**Task:** Lay out the material from its start up to and including the line with "<point>155,180</point>" as a CSV with the columns guideline and points, one row for each Guideline line and the points that follow it. Put each value in a single quoted field with line breaks turned into spaces, and leave the pictures out.

**Input for this task:**
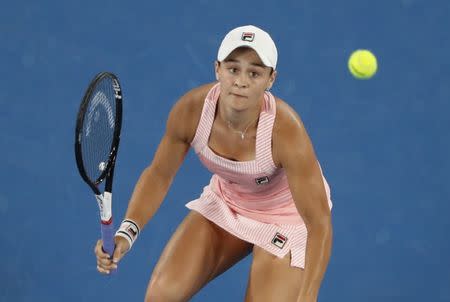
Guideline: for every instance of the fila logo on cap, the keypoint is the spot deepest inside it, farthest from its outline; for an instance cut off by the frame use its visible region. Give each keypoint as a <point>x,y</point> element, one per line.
<point>279,240</point>
<point>247,36</point>
<point>262,180</point>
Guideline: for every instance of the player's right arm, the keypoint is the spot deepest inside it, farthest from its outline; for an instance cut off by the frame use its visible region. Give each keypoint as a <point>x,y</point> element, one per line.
<point>155,180</point>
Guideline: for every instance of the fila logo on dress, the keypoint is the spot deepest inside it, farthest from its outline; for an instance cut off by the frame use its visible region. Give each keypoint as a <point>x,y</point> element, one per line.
<point>279,240</point>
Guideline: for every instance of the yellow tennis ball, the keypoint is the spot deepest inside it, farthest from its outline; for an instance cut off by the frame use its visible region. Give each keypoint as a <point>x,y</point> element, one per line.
<point>362,64</point>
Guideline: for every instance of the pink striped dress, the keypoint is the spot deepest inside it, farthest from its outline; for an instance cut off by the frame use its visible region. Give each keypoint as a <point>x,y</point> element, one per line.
<point>250,199</point>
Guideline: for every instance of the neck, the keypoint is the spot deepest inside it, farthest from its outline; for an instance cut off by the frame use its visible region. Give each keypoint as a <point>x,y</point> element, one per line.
<point>238,119</point>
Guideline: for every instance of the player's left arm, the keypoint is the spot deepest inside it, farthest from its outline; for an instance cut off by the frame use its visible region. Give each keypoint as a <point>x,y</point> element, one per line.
<point>293,151</point>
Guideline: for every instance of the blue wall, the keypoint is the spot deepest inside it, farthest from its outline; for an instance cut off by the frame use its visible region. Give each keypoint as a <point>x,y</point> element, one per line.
<point>383,143</point>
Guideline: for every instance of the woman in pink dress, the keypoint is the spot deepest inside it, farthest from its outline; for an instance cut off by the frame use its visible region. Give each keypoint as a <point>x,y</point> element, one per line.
<point>267,195</point>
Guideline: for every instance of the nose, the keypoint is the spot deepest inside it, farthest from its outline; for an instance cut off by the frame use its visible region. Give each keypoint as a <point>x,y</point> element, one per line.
<point>241,81</point>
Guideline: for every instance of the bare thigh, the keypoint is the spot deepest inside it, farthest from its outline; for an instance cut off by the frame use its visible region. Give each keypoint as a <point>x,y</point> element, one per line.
<point>198,252</point>
<point>272,278</point>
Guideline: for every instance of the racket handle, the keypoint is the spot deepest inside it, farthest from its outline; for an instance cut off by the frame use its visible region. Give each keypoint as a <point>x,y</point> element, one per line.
<point>108,238</point>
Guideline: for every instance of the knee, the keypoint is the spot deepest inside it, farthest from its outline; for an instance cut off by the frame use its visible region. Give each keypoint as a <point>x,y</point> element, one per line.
<point>160,288</point>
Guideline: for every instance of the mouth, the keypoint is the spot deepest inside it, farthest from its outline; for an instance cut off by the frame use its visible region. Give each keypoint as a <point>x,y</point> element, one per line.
<point>238,95</point>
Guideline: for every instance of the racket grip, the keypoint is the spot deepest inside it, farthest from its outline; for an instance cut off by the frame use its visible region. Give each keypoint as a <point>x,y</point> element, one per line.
<point>108,238</point>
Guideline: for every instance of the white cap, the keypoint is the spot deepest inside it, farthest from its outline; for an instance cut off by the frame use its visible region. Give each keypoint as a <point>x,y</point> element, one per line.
<point>253,37</point>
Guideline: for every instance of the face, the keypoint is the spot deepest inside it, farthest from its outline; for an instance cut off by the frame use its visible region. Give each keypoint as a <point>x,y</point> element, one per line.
<point>243,79</point>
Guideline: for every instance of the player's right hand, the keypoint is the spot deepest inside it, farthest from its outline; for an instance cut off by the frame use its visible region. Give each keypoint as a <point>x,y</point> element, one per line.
<point>106,263</point>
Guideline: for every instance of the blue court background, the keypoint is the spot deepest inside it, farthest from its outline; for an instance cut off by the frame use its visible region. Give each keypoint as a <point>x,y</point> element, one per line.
<point>383,143</point>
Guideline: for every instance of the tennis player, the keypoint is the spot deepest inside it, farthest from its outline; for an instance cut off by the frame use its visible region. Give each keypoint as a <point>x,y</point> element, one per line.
<point>267,195</point>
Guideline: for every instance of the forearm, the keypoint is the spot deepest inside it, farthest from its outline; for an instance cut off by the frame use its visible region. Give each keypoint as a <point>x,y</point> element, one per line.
<point>148,194</point>
<point>318,250</point>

**Final result:**
guideline,points
"Guideline: for every instance of the fila logo on cap, the keypoint is the spot deepest inside it, farthest from its outline; for an instance cut off by the frame use its visible region. Give each keypoint as a <point>x,y</point> element, one per line.","<point>279,240</point> <point>247,36</point> <point>262,180</point>"
"Guideline: for every instance of the player's right arm, the keypoint is the spot deepest inside it, farthest from its outline; for an instance cut off by the frame use its visible region. Give each keypoint as a <point>x,y</point> element, one per line.","<point>155,180</point>"